● What the task requires: Output the lines of the items as a JSON list of strings, one string per line and no blank lines, starting at the line that contains "Target: shoe sole" and ending at the last line of the items.

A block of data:
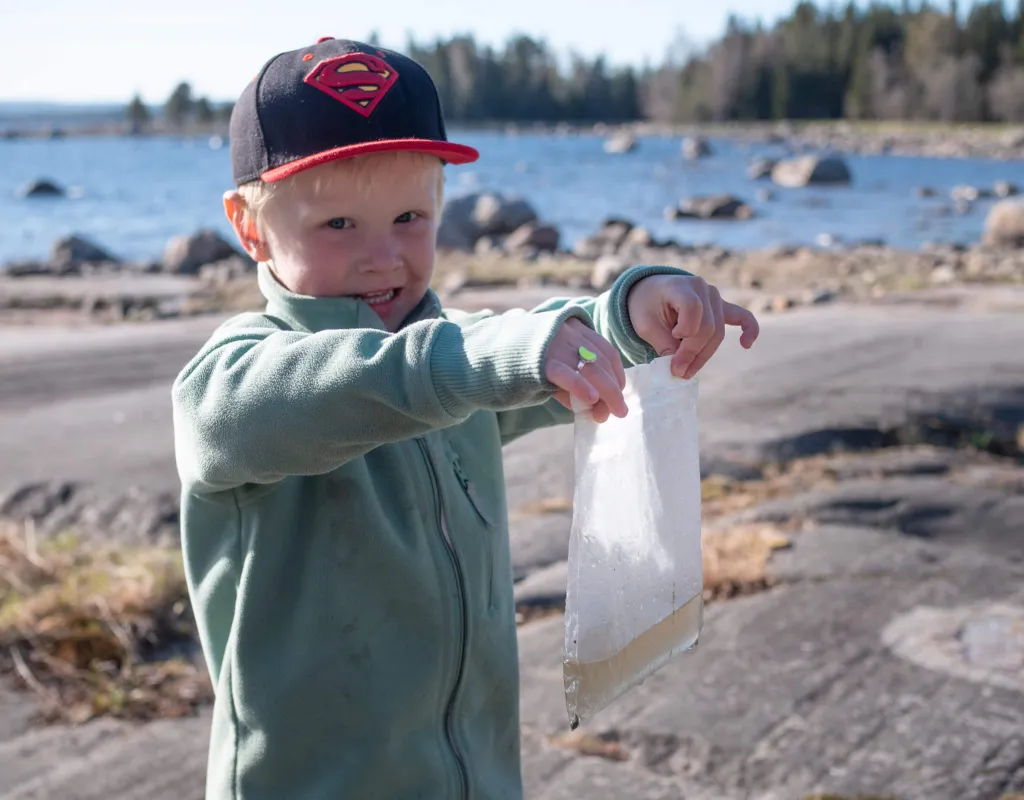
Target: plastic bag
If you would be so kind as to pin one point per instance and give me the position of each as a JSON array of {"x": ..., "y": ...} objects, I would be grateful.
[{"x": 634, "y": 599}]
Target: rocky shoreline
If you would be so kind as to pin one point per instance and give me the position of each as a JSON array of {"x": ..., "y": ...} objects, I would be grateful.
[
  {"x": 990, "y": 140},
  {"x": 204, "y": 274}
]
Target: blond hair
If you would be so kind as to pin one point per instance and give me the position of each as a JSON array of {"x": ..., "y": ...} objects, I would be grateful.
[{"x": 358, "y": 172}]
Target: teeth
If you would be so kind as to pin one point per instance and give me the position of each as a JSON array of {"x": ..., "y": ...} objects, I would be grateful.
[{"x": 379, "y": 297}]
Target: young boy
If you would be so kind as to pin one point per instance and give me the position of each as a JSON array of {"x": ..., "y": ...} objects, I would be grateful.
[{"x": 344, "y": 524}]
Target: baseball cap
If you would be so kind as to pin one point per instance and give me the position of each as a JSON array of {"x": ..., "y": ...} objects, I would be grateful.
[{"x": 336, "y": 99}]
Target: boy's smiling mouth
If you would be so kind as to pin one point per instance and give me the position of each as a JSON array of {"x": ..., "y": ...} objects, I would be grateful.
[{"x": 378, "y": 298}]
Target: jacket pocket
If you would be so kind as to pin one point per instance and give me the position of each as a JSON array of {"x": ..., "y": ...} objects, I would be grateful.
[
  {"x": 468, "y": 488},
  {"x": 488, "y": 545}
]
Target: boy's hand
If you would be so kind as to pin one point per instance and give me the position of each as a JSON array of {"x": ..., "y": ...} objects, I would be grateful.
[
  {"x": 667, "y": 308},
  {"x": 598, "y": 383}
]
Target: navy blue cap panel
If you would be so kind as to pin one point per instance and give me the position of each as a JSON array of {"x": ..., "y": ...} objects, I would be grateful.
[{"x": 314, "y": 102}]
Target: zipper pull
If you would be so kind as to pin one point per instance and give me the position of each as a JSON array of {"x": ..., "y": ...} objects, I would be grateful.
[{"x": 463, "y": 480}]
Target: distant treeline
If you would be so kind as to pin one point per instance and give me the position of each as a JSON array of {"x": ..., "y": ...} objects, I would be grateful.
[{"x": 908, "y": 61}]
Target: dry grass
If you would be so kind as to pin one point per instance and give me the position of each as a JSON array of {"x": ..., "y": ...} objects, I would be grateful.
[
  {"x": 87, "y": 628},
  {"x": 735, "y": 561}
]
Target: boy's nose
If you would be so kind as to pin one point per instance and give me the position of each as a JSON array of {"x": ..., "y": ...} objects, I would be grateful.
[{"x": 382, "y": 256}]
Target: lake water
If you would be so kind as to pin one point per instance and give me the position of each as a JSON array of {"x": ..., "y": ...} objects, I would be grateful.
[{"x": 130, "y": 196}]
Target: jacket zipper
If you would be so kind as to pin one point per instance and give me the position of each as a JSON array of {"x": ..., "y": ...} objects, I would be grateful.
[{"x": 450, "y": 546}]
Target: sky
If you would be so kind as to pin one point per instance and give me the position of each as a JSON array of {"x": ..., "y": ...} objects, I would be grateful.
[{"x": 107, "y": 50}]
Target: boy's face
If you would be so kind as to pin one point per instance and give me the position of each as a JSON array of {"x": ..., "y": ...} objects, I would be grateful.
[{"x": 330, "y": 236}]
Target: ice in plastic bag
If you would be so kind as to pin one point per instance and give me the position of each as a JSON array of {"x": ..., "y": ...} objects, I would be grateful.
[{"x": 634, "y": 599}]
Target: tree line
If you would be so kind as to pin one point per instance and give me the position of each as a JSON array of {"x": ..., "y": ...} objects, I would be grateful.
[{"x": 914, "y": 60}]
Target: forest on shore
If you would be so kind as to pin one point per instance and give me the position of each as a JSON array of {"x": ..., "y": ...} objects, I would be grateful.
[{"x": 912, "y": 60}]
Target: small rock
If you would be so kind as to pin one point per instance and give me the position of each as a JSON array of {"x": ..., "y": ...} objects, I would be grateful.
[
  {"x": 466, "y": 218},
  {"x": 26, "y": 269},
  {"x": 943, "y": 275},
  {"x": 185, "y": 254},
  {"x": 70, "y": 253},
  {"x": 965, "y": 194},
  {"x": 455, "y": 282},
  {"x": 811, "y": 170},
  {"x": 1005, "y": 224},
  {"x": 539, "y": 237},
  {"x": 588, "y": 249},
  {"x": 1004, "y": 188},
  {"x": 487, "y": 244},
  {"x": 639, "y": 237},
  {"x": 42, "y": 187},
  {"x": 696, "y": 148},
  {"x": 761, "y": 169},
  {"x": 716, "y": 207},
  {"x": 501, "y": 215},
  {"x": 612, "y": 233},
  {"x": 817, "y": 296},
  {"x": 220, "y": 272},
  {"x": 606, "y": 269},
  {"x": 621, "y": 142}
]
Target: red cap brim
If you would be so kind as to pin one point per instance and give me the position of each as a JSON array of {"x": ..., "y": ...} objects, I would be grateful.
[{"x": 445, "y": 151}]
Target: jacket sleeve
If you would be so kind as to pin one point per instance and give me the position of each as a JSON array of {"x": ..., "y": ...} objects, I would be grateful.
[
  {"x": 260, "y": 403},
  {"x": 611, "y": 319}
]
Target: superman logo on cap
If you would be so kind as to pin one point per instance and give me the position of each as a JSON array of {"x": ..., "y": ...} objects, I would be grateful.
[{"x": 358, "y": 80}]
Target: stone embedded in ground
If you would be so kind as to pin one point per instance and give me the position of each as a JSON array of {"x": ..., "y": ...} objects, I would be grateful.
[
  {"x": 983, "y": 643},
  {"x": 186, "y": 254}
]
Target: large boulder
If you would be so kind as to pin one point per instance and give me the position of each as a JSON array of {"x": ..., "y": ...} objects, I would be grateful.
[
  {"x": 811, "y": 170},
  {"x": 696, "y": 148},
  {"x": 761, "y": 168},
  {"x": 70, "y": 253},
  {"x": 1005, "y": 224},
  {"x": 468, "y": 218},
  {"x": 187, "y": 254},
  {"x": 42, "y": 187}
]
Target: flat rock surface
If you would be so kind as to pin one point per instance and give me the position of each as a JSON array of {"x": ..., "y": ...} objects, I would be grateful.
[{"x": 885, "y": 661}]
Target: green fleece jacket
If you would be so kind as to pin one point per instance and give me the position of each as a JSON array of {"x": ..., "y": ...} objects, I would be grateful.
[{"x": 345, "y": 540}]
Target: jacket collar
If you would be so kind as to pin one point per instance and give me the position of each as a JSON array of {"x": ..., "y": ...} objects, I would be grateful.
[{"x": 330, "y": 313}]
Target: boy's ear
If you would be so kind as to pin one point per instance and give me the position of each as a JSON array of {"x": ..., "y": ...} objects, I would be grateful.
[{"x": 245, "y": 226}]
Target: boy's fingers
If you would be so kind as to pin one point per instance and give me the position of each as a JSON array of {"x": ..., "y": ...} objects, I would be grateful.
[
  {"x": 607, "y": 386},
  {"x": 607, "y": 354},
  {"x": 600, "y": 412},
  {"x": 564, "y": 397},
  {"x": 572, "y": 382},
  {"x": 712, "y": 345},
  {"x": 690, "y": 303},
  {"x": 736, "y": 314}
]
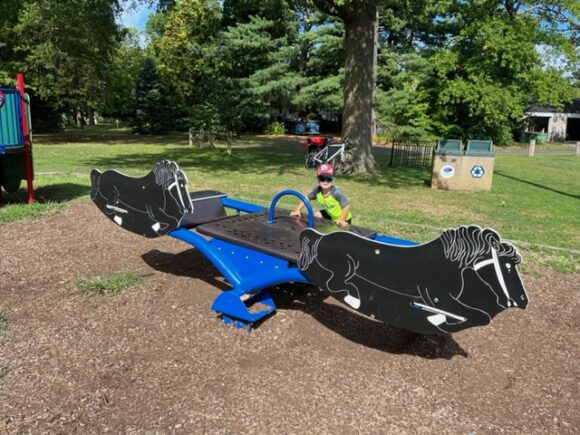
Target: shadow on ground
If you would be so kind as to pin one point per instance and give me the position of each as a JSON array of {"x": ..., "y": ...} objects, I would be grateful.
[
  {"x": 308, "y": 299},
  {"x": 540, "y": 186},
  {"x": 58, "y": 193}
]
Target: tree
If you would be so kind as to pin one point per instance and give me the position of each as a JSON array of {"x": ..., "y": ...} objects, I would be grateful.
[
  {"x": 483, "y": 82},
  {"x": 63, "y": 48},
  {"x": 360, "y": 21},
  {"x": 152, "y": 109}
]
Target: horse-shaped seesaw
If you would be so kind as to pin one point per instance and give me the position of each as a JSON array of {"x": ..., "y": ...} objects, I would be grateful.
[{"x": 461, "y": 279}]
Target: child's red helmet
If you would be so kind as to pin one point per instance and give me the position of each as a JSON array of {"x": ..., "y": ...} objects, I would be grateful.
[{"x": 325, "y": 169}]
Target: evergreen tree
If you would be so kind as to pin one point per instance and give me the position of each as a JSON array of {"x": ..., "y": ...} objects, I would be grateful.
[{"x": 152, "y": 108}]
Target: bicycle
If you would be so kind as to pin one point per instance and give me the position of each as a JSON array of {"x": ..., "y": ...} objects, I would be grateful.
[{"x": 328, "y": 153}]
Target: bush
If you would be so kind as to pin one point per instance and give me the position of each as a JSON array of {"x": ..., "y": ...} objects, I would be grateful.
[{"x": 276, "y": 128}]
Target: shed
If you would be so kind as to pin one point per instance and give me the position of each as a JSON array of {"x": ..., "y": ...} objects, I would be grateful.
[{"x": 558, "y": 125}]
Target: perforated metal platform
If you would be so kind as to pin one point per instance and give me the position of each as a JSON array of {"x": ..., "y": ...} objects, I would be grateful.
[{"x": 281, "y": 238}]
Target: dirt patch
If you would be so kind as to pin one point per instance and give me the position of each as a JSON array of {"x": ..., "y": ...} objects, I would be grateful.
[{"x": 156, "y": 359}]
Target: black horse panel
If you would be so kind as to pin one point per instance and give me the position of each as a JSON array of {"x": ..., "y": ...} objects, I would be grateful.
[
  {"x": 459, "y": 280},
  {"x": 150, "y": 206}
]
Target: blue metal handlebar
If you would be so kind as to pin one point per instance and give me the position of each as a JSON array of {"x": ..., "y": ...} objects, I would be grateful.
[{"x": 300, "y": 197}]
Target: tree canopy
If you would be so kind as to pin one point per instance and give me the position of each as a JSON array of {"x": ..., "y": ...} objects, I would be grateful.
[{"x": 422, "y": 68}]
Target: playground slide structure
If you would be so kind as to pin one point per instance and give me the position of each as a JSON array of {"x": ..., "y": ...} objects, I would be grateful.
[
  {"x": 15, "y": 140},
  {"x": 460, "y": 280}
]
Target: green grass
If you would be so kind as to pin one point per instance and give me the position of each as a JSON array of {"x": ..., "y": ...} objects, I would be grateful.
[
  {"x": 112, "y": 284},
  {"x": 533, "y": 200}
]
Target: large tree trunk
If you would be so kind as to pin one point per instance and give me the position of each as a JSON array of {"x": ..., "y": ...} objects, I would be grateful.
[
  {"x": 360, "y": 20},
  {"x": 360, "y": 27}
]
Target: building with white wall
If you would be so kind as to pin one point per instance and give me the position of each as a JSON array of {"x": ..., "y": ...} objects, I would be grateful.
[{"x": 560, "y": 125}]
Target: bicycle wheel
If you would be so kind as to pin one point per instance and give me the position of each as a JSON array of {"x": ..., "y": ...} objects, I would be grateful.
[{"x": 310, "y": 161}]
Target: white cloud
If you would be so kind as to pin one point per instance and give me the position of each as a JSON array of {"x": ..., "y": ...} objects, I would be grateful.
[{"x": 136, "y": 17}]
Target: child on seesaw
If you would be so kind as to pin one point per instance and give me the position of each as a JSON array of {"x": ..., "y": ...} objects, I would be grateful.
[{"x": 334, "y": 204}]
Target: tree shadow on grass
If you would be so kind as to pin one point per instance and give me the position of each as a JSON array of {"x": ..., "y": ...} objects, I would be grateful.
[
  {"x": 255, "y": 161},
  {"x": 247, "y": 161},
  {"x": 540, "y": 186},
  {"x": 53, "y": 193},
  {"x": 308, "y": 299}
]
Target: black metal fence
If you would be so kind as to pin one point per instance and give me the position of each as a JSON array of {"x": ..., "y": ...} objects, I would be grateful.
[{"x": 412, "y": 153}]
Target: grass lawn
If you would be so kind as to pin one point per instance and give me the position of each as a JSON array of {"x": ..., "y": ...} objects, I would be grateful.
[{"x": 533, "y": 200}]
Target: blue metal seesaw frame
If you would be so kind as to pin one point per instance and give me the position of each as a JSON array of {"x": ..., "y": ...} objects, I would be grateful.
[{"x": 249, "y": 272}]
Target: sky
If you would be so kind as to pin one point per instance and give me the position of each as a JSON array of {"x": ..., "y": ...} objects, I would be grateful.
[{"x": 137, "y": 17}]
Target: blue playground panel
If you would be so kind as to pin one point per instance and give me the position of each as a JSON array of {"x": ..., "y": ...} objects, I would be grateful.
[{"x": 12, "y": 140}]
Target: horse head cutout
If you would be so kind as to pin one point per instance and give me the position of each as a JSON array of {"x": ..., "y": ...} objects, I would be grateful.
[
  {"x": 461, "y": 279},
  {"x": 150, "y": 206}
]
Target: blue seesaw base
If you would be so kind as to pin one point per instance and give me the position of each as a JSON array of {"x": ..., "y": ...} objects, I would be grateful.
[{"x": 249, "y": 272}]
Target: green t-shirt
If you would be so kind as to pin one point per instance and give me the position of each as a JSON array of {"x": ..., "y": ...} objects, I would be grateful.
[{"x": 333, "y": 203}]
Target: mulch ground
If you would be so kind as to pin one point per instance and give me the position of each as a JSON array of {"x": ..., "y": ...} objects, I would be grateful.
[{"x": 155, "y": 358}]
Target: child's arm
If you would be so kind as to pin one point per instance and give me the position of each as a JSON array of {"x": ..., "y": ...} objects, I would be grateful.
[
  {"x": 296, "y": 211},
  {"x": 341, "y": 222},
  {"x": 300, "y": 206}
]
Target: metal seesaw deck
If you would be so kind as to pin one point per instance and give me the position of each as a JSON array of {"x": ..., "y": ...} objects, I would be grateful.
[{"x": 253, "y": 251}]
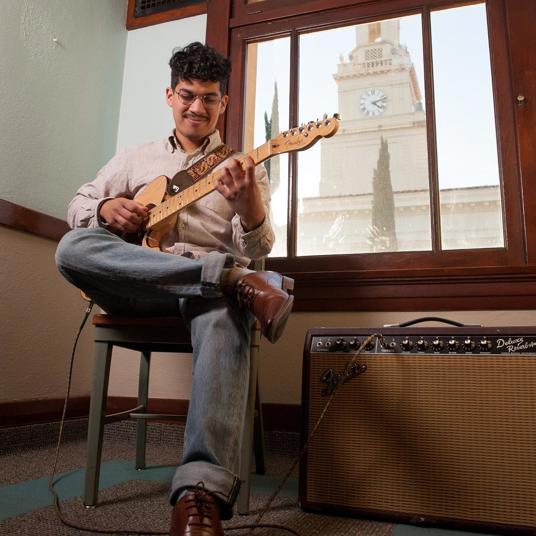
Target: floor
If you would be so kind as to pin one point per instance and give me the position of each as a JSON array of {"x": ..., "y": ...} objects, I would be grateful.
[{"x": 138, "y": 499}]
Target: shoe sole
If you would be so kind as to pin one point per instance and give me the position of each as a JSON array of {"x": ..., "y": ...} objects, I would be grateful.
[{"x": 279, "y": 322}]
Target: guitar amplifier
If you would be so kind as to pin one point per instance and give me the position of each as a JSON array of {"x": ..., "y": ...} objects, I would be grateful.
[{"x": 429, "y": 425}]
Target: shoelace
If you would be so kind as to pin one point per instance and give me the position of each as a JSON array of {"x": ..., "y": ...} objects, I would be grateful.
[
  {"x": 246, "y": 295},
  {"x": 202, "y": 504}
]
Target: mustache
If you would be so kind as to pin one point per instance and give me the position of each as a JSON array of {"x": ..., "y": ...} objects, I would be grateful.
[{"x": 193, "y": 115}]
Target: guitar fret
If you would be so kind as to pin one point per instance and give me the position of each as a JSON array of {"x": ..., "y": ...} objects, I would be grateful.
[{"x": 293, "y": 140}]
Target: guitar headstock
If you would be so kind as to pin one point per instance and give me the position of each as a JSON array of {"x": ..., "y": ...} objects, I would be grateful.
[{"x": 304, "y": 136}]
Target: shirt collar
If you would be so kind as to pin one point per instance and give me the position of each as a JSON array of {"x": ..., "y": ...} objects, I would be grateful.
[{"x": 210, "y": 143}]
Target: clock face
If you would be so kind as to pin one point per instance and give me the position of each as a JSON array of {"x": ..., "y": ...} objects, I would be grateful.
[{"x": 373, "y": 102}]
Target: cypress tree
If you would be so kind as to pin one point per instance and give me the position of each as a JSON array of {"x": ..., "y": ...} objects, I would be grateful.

● Exercise result:
[
  "Target: shoe sole",
  "If you would be so kind as to pin one point per instance and give me the position of each as a JSON array of {\"x\": ..., \"y\": ...} objects, I would be grateful.",
  "[{\"x\": 279, \"y\": 322}]",
  "Target: guitar amplifier",
  "If you would be so kind as to pin one point per instance and give me the position of each as a JSON array of {\"x\": ..., \"y\": ...} objects, I would be grateful.",
  "[{\"x\": 429, \"y\": 425}]",
  "Target: shoelace",
  "If you would be so kind as to pin one point per instance and give me the position of each as a JSON array of {\"x\": ..., \"y\": ...} objects, I would be grateful.",
  "[",
  "  {\"x\": 246, \"y\": 295},",
  "  {\"x\": 202, \"y\": 504}",
  "]",
  "Target: mustache",
  "If you would be so kind as to pin one point per instance and give me the position of each as a JSON array of {\"x\": ..., \"y\": ...} objects, I would be grateful.",
  "[{\"x\": 193, \"y\": 115}]",
  "Target: guitar fret",
  "If you would be so kind as to pin one point per instance and give me the position of each as a JSON array of {\"x\": ..., \"y\": ...} objects, I would be grateful.",
  "[{\"x\": 293, \"y\": 140}]",
  "Target: guitar headstock",
  "If you would be so kind as to pin one point per instance and give me the position of each as a JSON array of {\"x\": ..., \"y\": ...} objects, I would be grateful.",
  "[{\"x\": 304, \"y\": 136}]",
  "Target: shirt collar",
  "If you would be so kind as to pin one point per instance and give me the position of each as a JSON array of {\"x\": ..., \"y\": ...} objects, I would be grateful.",
  "[{\"x\": 210, \"y\": 143}]",
  "Target: clock face",
  "If you would be so kind as to pin one point per instance and give me the position of each as a JSON array of {\"x\": ..., \"y\": ...} objects, I would be grateful.",
  "[{\"x\": 373, \"y\": 102}]",
  "Target: cypress tree",
  "If you would be so kind as to pin one point per instance and give me the position of each as a JSON array of {\"x\": ..., \"y\": ...} objects, I would be grateful."
]